Entries shown START

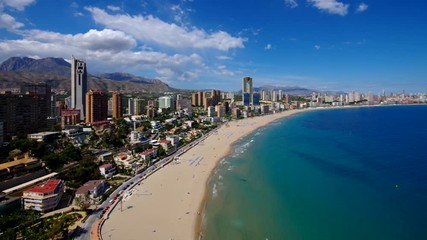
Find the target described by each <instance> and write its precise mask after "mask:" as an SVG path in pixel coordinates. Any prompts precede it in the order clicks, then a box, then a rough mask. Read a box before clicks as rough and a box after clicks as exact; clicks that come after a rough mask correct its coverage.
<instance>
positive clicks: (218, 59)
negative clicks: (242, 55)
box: [216, 56, 232, 60]
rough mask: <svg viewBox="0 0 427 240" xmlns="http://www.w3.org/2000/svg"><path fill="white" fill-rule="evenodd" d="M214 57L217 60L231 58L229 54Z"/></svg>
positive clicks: (222, 59) (223, 59) (231, 58)
mask: <svg viewBox="0 0 427 240" xmlns="http://www.w3.org/2000/svg"><path fill="white" fill-rule="evenodd" d="M216 59H218V60H231V59H232V58H231V57H229V56H218V57H216Z"/></svg>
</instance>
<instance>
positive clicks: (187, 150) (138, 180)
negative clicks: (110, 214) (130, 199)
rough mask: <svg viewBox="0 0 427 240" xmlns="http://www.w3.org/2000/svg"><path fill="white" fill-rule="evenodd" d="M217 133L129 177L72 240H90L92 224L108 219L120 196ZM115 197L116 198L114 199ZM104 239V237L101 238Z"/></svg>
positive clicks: (73, 235)
mask: <svg viewBox="0 0 427 240" xmlns="http://www.w3.org/2000/svg"><path fill="white" fill-rule="evenodd" d="M216 132H217V128H215V129H213V130H212V131H210V132H209V133H208V134H205V135H203V136H202V137H200V138H199V139H197V140H195V141H193V142H191V143H189V144H188V145H185V146H183V147H181V148H179V149H178V150H177V151H176V152H175V153H174V154H172V155H170V156H168V157H165V158H163V159H161V160H159V161H157V162H155V163H154V164H153V165H151V166H150V167H148V168H146V169H145V170H144V171H142V172H141V173H137V174H136V175H135V176H133V177H131V178H130V179H128V180H127V181H125V182H124V183H123V184H122V185H120V186H119V187H118V188H117V189H116V190H115V191H114V192H113V193H111V195H110V197H108V198H107V199H106V200H105V201H104V202H102V203H101V204H100V205H99V206H98V208H97V209H96V210H95V211H93V212H92V214H90V215H89V216H88V217H87V219H86V221H85V222H84V223H83V224H82V225H81V226H80V228H79V229H77V230H76V231H75V232H74V234H73V239H77V240H90V239H91V229H92V226H93V224H95V222H96V221H98V220H100V219H101V218H108V214H109V211H111V210H112V209H113V208H115V207H116V205H117V204H118V202H119V201H118V199H119V198H120V196H123V195H124V194H125V191H127V190H130V189H132V188H133V187H135V186H136V185H137V184H140V182H141V181H142V180H143V179H145V178H146V177H148V176H149V175H151V174H153V173H154V172H156V171H157V170H159V169H160V168H162V167H163V166H165V165H166V164H169V163H170V162H172V161H173V160H174V159H175V158H176V157H179V156H180V155H181V154H183V153H185V152H186V151H188V150H189V149H191V148H192V147H194V146H196V145H197V144H199V143H200V142H203V141H204V140H205V139H206V138H207V137H209V136H210V135H212V134H215V133H216ZM119 193H120V194H119ZM115 196H117V198H116V197H115ZM114 198H116V199H114ZM107 207H109V209H108V211H106V212H105V214H103V210H104V209H106V208H107ZM101 237H106V236H101Z"/></svg>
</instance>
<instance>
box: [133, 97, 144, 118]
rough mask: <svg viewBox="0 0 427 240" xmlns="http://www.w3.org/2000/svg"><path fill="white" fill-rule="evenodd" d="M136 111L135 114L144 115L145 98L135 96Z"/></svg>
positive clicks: (133, 100) (134, 107)
mask: <svg viewBox="0 0 427 240" xmlns="http://www.w3.org/2000/svg"><path fill="white" fill-rule="evenodd" d="M133 101H134V113H135V115H142V114H144V113H145V112H144V109H145V105H144V99H140V98H135V99H134V100H133Z"/></svg>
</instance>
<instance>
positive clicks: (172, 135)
mask: <svg viewBox="0 0 427 240" xmlns="http://www.w3.org/2000/svg"><path fill="white" fill-rule="evenodd" d="M166 140H169V141H171V143H172V145H173V146H176V147H178V146H179V136H178V135H167V136H166Z"/></svg>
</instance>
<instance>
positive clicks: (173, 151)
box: [159, 139, 176, 155]
mask: <svg viewBox="0 0 427 240" xmlns="http://www.w3.org/2000/svg"><path fill="white" fill-rule="evenodd" d="M159 144H160V146H162V148H163V149H164V150H165V151H166V153H167V154H168V155H169V154H171V153H174V152H175V151H176V146H174V145H172V142H171V141H170V140H166V139H161V140H159Z"/></svg>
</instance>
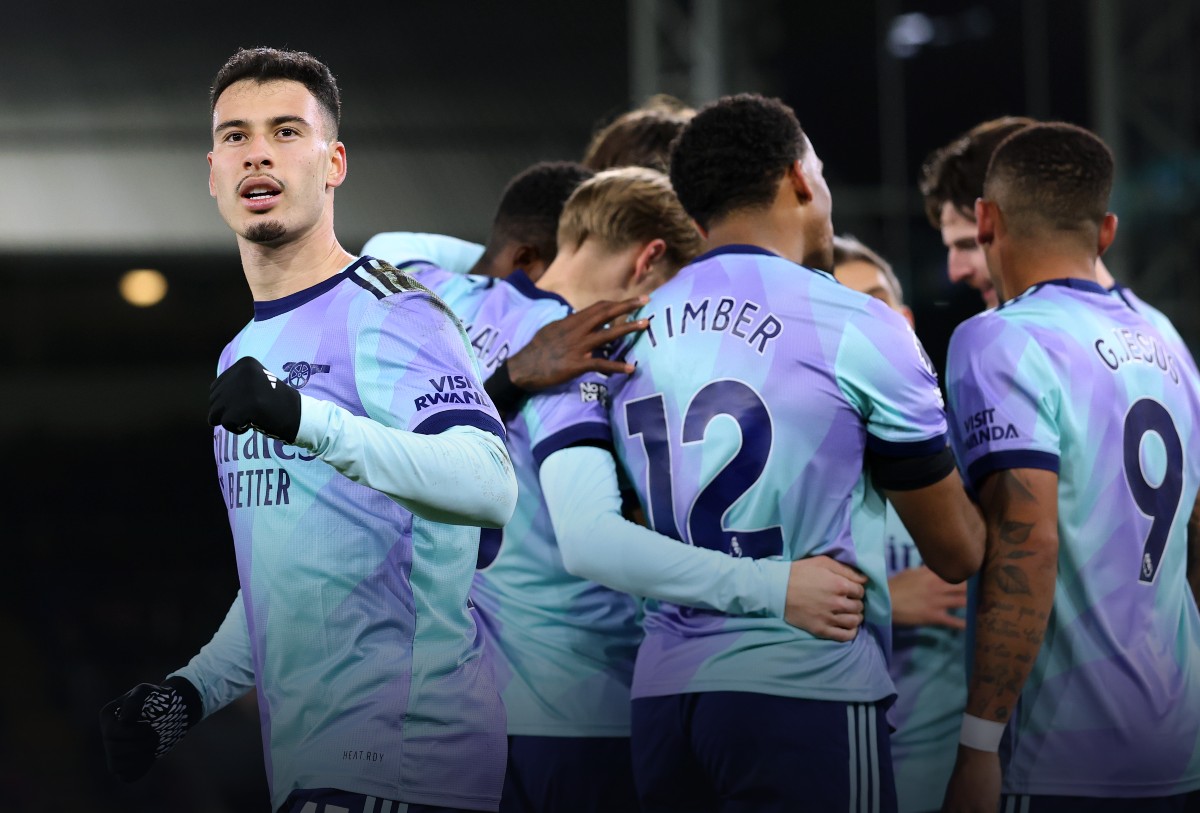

Entries shown END

Work required »
Copy out every one of these lines word for word, but omit the pictures from your answer.

Solution to this exercise »
Find the target described by each <instance> and write its precise mask after "mask:" as an SVG path in pixel coordinates. Any prompts precede it in the order clicks, then a box, then a rough mask. Read a box before clicks as rough and a box after clicks as exact; clicks that come after a rough mask correct its coverage.
<instance>
positive clicks: (218, 59)
negative clicks: (242, 55)
box: [216, 56, 232, 60]
rough mask: <svg viewBox="0 0 427 240" xmlns="http://www.w3.org/2000/svg"><path fill="white" fill-rule="evenodd" d="M214 57L217 60L231 58L229 54Z"/></svg>
positive clicks: (222, 59) (223, 59) (231, 58)
mask: <svg viewBox="0 0 427 240" xmlns="http://www.w3.org/2000/svg"><path fill="white" fill-rule="evenodd" d="M216 59H218V60H231V59H232V58H231V57H229V56H218V57H216Z"/></svg>
</instance>
<instance>
positive clicks: (187, 150) (138, 180)
negative clicks: (110, 214) (130, 199)
rough mask: <svg viewBox="0 0 427 240" xmlns="http://www.w3.org/2000/svg"><path fill="white" fill-rule="evenodd" d="M217 133L129 177L72 240H90L92 224L108 219L120 196ZM115 197L116 198L114 199ZM104 239V237L101 238Z"/></svg>
positive clicks: (73, 235)
mask: <svg viewBox="0 0 427 240" xmlns="http://www.w3.org/2000/svg"><path fill="white" fill-rule="evenodd" d="M216 132H217V128H215V129H213V130H212V131H210V132H209V133H208V134H205V135H203V136H202V137H200V138H199V139H197V140H195V141H193V142H191V143H189V144H188V145H185V146H183V147H181V148H179V149H178V150H177V151H176V152H175V153H174V154H172V155H170V156H168V157H165V158H163V159H161V160H159V161H157V162H155V163H154V164H153V165H151V166H150V167H148V168H146V169H145V170H144V171H142V172H141V173H137V174H136V175H135V176H133V177H131V178H130V179H128V180H127V181H125V182H124V183H123V184H122V185H120V186H119V187H118V188H117V189H116V190H115V191H114V192H113V193H111V195H110V197H108V198H107V199H106V200H105V201H104V202H102V203H101V204H100V205H99V206H98V208H97V209H96V210H95V211H93V212H92V214H90V215H89V216H88V217H87V219H86V221H85V222H84V223H83V224H82V225H81V226H80V228H79V229H77V230H76V231H75V232H74V234H73V239H77V240H90V239H91V229H92V226H93V224H95V222H96V221H98V220H100V219H101V218H108V214H109V211H111V210H112V209H113V208H115V207H116V205H117V204H118V202H119V201H118V199H119V198H120V196H123V195H124V194H125V191H127V190H130V189H132V188H133V187H135V186H136V185H137V184H140V182H141V181H142V180H143V179H145V178H146V177H148V176H149V175H151V174H153V173H154V172H156V171H157V170H159V169H160V168H162V167H163V166H165V165H166V164H169V163H170V162H172V161H173V160H174V159H175V158H176V157H179V156H180V155H181V154H183V153H185V152H186V151H188V150H189V149H191V148H192V147H194V146H196V145H197V144H199V143H200V142H203V141H204V140H205V139H206V138H207V137H209V136H210V135H212V134H215V133H216ZM119 193H120V194H119ZM115 196H117V198H116V197H115ZM114 198H116V199H114ZM107 207H109V209H108V211H106V212H105V214H103V210H104V209H106V208H107ZM101 237H106V236H101Z"/></svg>
</instance>
<instance>
box: [133, 97, 144, 118]
rough mask: <svg viewBox="0 0 427 240" xmlns="http://www.w3.org/2000/svg"><path fill="white" fill-rule="evenodd" d="M136 111L135 114L144 115L145 98L135 96Z"/></svg>
positive clicks: (133, 100) (134, 107)
mask: <svg viewBox="0 0 427 240" xmlns="http://www.w3.org/2000/svg"><path fill="white" fill-rule="evenodd" d="M133 101H134V113H135V115H142V114H144V113H145V112H144V109H145V105H144V99H140V98H135V99H134V100H133Z"/></svg>
</instance>
<instance>
positive clicks: (172, 135)
mask: <svg viewBox="0 0 427 240" xmlns="http://www.w3.org/2000/svg"><path fill="white" fill-rule="evenodd" d="M166 140H169V141H171V143H172V145H173V146H176V147H178V146H179V136H178V135H167V136H166Z"/></svg>
</instance>
<instance>
positive clicks: (173, 151)
box: [159, 139, 176, 155]
mask: <svg viewBox="0 0 427 240" xmlns="http://www.w3.org/2000/svg"><path fill="white" fill-rule="evenodd" d="M159 144H160V146H162V148H163V149H164V150H165V151H166V153H167V154H168V155H169V154H171V153H174V152H175V151H176V146H174V145H172V142H171V141H170V140H166V139H161V140H159Z"/></svg>
</instance>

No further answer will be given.